(Point annotation records)
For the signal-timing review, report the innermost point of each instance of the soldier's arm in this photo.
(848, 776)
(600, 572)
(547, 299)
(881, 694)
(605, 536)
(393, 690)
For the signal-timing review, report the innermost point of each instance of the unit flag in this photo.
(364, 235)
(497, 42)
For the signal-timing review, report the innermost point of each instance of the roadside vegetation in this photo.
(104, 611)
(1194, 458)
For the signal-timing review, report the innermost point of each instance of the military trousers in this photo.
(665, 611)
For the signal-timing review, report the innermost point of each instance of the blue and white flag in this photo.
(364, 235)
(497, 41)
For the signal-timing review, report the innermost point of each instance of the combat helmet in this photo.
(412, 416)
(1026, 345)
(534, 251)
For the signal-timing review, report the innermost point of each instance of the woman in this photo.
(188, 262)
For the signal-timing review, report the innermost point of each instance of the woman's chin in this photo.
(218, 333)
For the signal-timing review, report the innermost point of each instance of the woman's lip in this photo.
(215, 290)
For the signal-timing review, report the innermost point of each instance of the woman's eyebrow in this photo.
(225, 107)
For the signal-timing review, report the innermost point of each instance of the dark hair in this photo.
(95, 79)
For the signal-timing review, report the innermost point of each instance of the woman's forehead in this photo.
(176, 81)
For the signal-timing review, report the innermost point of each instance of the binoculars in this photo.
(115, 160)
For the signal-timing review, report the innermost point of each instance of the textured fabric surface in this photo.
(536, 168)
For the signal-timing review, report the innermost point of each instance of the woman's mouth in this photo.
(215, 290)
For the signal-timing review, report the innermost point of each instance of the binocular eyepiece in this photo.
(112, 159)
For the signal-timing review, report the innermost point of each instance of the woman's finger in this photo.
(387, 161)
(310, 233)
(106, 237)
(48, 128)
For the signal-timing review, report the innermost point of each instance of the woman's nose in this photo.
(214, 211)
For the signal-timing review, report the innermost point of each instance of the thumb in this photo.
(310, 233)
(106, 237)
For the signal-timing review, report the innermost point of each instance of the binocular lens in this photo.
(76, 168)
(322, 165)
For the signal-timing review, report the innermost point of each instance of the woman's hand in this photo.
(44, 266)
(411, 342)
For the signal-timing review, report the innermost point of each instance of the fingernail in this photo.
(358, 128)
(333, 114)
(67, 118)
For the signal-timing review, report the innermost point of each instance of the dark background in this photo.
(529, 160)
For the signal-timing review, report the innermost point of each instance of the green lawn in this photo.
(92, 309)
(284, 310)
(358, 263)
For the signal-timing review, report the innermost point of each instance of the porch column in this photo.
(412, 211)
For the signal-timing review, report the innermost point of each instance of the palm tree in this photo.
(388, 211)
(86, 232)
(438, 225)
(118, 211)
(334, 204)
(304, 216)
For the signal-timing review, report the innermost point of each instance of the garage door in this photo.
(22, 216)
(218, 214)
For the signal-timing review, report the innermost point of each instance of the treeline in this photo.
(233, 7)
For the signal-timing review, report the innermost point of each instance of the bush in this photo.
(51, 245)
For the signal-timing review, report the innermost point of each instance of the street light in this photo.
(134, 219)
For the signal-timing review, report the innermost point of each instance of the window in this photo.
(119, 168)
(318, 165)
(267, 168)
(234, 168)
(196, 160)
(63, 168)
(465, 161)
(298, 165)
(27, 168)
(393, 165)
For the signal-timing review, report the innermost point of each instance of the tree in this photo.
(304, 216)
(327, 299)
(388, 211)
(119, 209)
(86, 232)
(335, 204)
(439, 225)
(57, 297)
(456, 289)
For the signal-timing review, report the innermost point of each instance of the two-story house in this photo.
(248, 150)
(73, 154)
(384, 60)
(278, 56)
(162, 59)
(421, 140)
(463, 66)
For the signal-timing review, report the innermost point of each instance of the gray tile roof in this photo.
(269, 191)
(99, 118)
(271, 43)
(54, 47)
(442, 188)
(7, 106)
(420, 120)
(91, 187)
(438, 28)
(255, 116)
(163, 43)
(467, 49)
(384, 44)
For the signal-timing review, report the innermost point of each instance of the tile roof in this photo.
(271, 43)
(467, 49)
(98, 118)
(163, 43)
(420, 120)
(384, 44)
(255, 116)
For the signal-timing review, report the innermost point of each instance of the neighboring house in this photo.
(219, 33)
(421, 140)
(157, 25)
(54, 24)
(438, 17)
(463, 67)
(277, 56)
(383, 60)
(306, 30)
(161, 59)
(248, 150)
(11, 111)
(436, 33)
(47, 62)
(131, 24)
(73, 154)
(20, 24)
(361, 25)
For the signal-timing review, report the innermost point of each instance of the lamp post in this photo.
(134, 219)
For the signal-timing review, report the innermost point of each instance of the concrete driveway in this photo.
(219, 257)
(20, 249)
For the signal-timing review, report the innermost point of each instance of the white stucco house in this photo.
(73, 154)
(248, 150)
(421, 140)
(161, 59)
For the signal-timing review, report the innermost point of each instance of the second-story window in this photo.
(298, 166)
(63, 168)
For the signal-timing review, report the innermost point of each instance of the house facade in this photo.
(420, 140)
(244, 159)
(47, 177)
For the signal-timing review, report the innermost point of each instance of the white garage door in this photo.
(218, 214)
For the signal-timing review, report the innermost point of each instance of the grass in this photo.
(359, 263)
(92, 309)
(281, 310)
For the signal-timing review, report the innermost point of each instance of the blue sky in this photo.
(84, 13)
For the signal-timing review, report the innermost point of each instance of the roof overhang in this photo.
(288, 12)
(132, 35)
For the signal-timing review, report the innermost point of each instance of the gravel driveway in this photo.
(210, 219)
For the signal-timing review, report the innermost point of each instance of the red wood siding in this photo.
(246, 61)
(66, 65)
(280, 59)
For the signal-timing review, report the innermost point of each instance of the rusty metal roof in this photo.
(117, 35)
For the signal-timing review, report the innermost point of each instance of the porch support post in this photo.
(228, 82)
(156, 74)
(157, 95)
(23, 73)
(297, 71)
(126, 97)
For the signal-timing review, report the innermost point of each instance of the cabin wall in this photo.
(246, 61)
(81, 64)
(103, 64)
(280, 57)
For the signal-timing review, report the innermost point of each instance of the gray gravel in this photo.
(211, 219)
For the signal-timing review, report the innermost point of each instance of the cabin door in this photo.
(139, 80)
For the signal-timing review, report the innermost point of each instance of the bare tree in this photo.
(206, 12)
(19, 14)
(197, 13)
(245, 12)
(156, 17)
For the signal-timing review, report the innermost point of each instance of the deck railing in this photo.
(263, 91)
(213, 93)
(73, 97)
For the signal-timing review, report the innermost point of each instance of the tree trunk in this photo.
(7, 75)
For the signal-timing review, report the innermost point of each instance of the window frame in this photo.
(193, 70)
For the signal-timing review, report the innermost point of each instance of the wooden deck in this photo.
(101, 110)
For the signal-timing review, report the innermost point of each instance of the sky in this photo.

### YOUR OBJECTIVE
Restate the data above word for word.

### ANSWER TO THIS EXERCISE
For the signal-timing review, report the innermost point of each instance of the soldier's arm in this photo.
(848, 776)
(600, 572)
(547, 299)
(881, 694)
(605, 536)
(393, 690)
For the signal-timing review, report the innermost point of each instance of the unit flag in this photo.
(364, 235)
(497, 42)
For the signal-timing review, report the innermost point of each instance of the roadside vegetation in this photo.
(104, 611)
(1194, 458)
For the signal-timing review, report the innermost point of each instance of the military trousers in this photo.
(665, 611)
For the signal-timing review, report the innermost point of each instance of the blue and white flag in this photo.
(364, 235)
(497, 41)
For the signal-timing review, report the innermost point of each instance of the combat helmet in this photo.
(412, 416)
(1026, 345)
(534, 251)
For the signal-timing review, report the innermost point of each instance of the woman in this photo.
(188, 262)
For the signal-timing review, report the innermost point of each instance of the woman's chin in this photo.
(218, 333)
For the signal-timing review, report the innermost point of each instance of the woman's lip in this photo.
(215, 290)
For the signal-timing review, report the innermost point of each instance of the woman's eyebrow in this photo.
(225, 107)
For the signal-timing review, report the innermost point of each instance of the dark hair in this photo.
(95, 79)
For the signal-timing review, report the innermost point of each instance of the woman's forehead in this photo.
(176, 81)
For the signal-timing review, report the innermost point of each instance of the binoculars in this photo.
(115, 160)
For the signal-timing review, report the innermost point of each instance of the textured fabric surface in this photo.
(536, 168)
For the signal-timing review, report the innermost point of each instance of the woman's mouth in this photo.
(215, 290)
For the signal-timing review, report the innermost point of each instance of the binocular eyepiece in this photo.
(112, 159)
For the signal-timing review, report the innermost point of each instance of the woman's finger in this photo.
(387, 161)
(310, 233)
(106, 237)
(48, 128)
For the signal-timing review, report the innermost point of each instance of the woman's nose in this photo.
(214, 211)
For the signal-timing review, report the innermost point of each instance of the thumb in this photo.
(310, 233)
(106, 237)
For the signal-timing review, report the innermost point of each instance of the binocular lens in this photo.
(76, 168)
(322, 165)
For the signal-timing review, report the innermost point of each instance of the woman's hand in this photo.
(44, 266)
(411, 342)
For the signal-timing review, report the innermost point of each instance of the fingernail in this photo.
(358, 128)
(333, 114)
(67, 118)
For the signal-timing review, report the innermost point of each instance of the dark background in this photo.
(529, 160)
For the signal-timing review, report the innermost point of each instance of the green lawn in this photo.
(92, 309)
(284, 310)
(358, 263)
For the signal-timing review, report the innermost point of each instance of the porch column in this photo.
(412, 211)
For the signal-timing review, report the innermost point of each instance of the palm tree in this photo.
(388, 211)
(86, 232)
(438, 225)
(118, 211)
(334, 204)
(304, 216)
For the signal-timing review, report the innermost point of each instance of the garage door in this photo.
(22, 216)
(218, 214)
For the signal-timing review, report the innermost point of each instance of the treeline in this photo.
(233, 7)
For the signal-timing review, report the innermost point of each instance of the bush in this photo.
(51, 245)
For the signal-timing review, report the innermost point of each instance of the street light in this photo.
(134, 219)
For the signal-timing review, report the innermost point of each instance of the window in this photo.
(119, 168)
(318, 165)
(267, 168)
(234, 168)
(196, 160)
(63, 168)
(465, 161)
(298, 165)
(27, 168)
(393, 165)
For the signal-timing review, report the innermost point of each instance of the tree in this photo.
(304, 216)
(327, 299)
(388, 211)
(119, 209)
(86, 232)
(335, 204)
(439, 225)
(57, 297)
(456, 289)
For the signal-timing review, report the innermost point of each instance of the two-story house in this photo.
(248, 150)
(73, 154)
(384, 60)
(278, 56)
(162, 59)
(421, 140)
(463, 66)
For the signal-timing review, report the innermost point of each instance of the gray tile roof in this photo.
(269, 191)
(99, 118)
(271, 43)
(54, 47)
(442, 188)
(7, 106)
(420, 120)
(91, 187)
(438, 28)
(255, 116)
(163, 43)
(467, 49)
(384, 44)
For the signal-timing review, report the innermost point of each instance of the tile roof in this photo.
(271, 43)
(467, 49)
(98, 118)
(163, 43)
(420, 120)
(384, 44)
(255, 116)
For the signal-timing review, report the innermost point of each instance of the neighboring house in this photo.
(219, 33)
(421, 140)
(157, 25)
(54, 24)
(438, 17)
(463, 67)
(277, 56)
(383, 60)
(306, 30)
(161, 59)
(248, 150)
(11, 111)
(436, 33)
(47, 62)
(131, 24)
(73, 154)
(20, 24)
(361, 25)
For the signal-timing review, report the innermost point of each instance of the lamp post in this photo.
(134, 219)
For the signal-timing review, report the innermost point of each instance of the concrete driveway in this photo.
(219, 257)
(20, 249)
For the signal-timing review, report the innermost point of each instance of the white stucco house in this photo.
(73, 154)
(248, 150)
(421, 140)
(161, 59)
For the signal-timing review, report the innermost point of each instance of the second-story window in this photo.
(298, 166)
(63, 168)
For the signal-timing review, report the innermost point of each instance of the house facade in this photo.
(420, 140)
(244, 159)
(47, 177)
For the signal-timing review, report the innermost point of each instance of the white garage door in this photo.
(218, 214)
For the signal-timing review, report the innermost point of each instance of the grass in this photo.
(359, 263)
(92, 309)
(281, 310)
For the signal-timing review, report the innermost point of each instance of the blue sky in this photo.
(84, 13)
For the signal-timing review, report the innermost point of each instance of the roof overhang in this photo.
(288, 12)
(132, 35)
For the signal-timing review, report the innermost point of each instance of the gravel driveway in this photo.
(210, 219)
For the signal-timing review, report the innermost point of each instance of the red wood siding in this photo.
(246, 61)
(66, 65)
(280, 59)
For the signal-timing review, report the innermost point of each instance of the rusty metal roof in this photo.
(117, 35)
For the signal-timing review, report the innermost point of each instance of the porch support post in this photo.
(228, 82)
(156, 74)
(157, 95)
(23, 73)
(297, 71)
(126, 97)
For the signal-timing review, report the innermost point of each instance of the cabin wall in this photo.
(246, 61)
(81, 64)
(103, 64)
(280, 57)
For the signal-timing review, report the innermost point of each instance of the gray gravel in this photo.
(211, 219)
For the signal-timing review, report the innermost point of each instance of the cabin door in this photo.
(139, 80)
For the signal-timing review, report the innermost point of each instance of the bare tree in this photo.
(206, 12)
(19, 14)
(197, 13)
(245, 12)
(156, 17)
For the signal-timing review, report the innermost point of each instance of the deck railing in this photo.
(263, 91)
(213, 93)
(73, 97)
For the signal-timing review, report the innermost point of each instance of the tree trunk in this photo.
(7, 75)
For the signal-timing review, report the innermost point of each instance of the window frame in this photo.
(193, 70)
For the signal-timing review, report the innermost point of each instance of the wooden deck in this photo.
(101, 110)
For the signal-timing review, report the innermost point of each instance of the sky in this photo.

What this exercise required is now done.